■ Data for this exercise:
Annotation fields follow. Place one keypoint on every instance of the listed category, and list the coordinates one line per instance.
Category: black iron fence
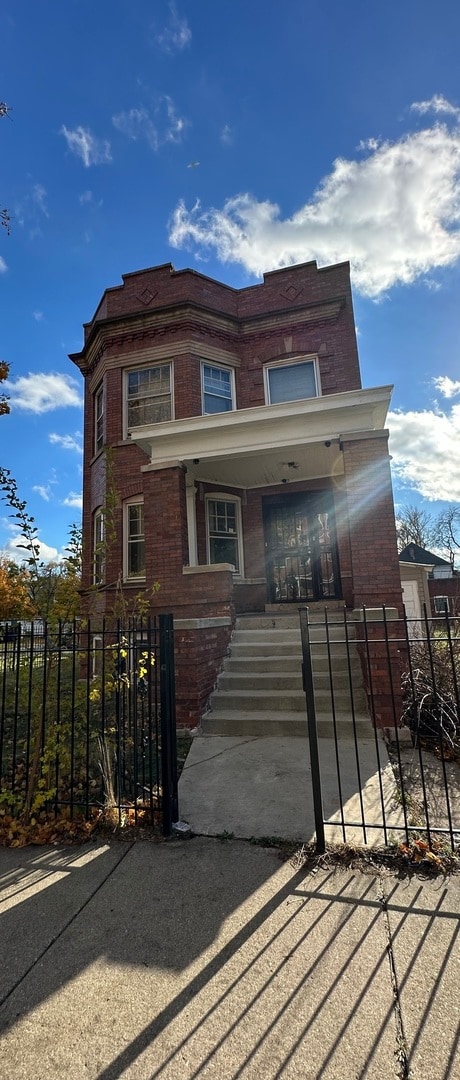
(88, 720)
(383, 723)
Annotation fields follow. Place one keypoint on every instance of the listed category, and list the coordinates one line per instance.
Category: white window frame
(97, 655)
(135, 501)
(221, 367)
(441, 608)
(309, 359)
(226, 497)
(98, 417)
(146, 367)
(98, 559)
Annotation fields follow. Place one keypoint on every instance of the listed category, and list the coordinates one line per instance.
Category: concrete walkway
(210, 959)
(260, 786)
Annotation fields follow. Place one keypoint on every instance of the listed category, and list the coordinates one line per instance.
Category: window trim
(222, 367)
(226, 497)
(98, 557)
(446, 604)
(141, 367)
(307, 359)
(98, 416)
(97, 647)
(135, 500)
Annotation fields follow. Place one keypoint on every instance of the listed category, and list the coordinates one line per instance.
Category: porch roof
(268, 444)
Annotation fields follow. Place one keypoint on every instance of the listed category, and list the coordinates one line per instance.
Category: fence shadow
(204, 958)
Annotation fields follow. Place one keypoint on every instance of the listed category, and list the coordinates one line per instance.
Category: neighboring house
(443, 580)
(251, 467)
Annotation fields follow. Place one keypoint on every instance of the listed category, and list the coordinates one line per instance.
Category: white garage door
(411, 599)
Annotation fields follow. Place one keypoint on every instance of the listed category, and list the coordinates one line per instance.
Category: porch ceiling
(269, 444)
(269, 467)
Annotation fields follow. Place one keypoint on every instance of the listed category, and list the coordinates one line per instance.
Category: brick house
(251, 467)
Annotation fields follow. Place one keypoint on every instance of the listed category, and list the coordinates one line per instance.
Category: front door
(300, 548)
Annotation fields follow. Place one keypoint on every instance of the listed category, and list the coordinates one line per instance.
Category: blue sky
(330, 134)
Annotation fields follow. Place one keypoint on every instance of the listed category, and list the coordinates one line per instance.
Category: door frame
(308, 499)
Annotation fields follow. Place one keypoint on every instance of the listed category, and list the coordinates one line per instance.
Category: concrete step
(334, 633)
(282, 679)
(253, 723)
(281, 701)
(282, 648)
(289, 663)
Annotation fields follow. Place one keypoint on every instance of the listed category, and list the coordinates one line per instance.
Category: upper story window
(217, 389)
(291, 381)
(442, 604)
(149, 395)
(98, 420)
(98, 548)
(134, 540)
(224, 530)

■ Assignment: Pictures in the records must not appear in the copy; transcribe everything else precisely.

■ Response to the task:
Annotation fields follow. Place one keypoint on every instance of the listed category, and list the coordinates one line per instance.
Category: black iron fence
(88, 720)
(383, 723)
Annotation fields follow. Place one keypoint on every instance of the listed category, and list the coordinates one line per instance.
Category: white window frame
(97, 655)
(135, 501)
(221, 367)
(441, 608)
(309, 359)
(226, 497)
(98, 417)
(146, 367)
(98, 559)
Annotation fields follow. Place one keypoint on every instance of the listed category, and list the coordinates one line per instance.
Category: concrete walkway
(210, 959)
(260, 786)
Annotation fields follow. Place one keypoint on every instance of the listed category, and list the coordinates one line per instance.
Category: window trim
(222, 367)
(226, 497)
(98, 557)
(446, 604)
(141, 367)
(307, 359)
(98, 416)
(97, 647)
(135, 500)
Annotation fields follow. Place one keypoint on every instance of the listed category, and list the coordinates one line per instance.
Category: porch roof
(268, 444)
Annotation fields follow. Place one keypoint on every instance of the listed category, and list the coordinates one line per instance.
Category: fence shadow
(204, 958)
Annotation fields follow. Place one keypoint on every instance of the listed category, and list the coordinates one line per instance.
Category: neighboring house
(443, 580)
(251, 467)
Annotation fields follow. Place one keypoint on every instance of the listed category, and list the coordinates one line per instance.
Category: white garage door
(411, 599)
Annotation fields follow. Place one keypoint on every instance of the listed category, and list the coordinates one line per instance.
Category: porch ceiling
(269, 444)
(269, 467)
Annotation fields follow. Place one keypoint on every instance of the listed category, and list the coordinates one line per instance.
Category: brick house
(251, 467)
Annotation fields follow. Place one keypoint on every instance of the listed category, and list the coordinates one line per instance.
Category: front door
(300, 548)
Annotation fields follow. Place one keypoint on every instance of the listed category, and list the coordinates one line per instance.
Category: blue sky
(330, 134)
Annotation fields follow. Place one keypoint on every instance of the listed category, and list the coordinates one line per instance.
Category: door frame
(308, 499)
Annotation fields follow. Place one keypoint on every instance of the listed category, and list the coordinates one line per instance.
Category: concrete step
(334, 633)
(282, 679)
(253, 723)
(281, 701)
(282, 648)
(289, 663)
Annotation fields follow. Place one keypoint on every instance of the listed category, and list the coordinates one line per instance.
Category: upper story window
(217, 389)
(291, 381)
(442, 604)
(149, 395)
(98, 420)
(98, 548)
(134, 540)
(224, 530)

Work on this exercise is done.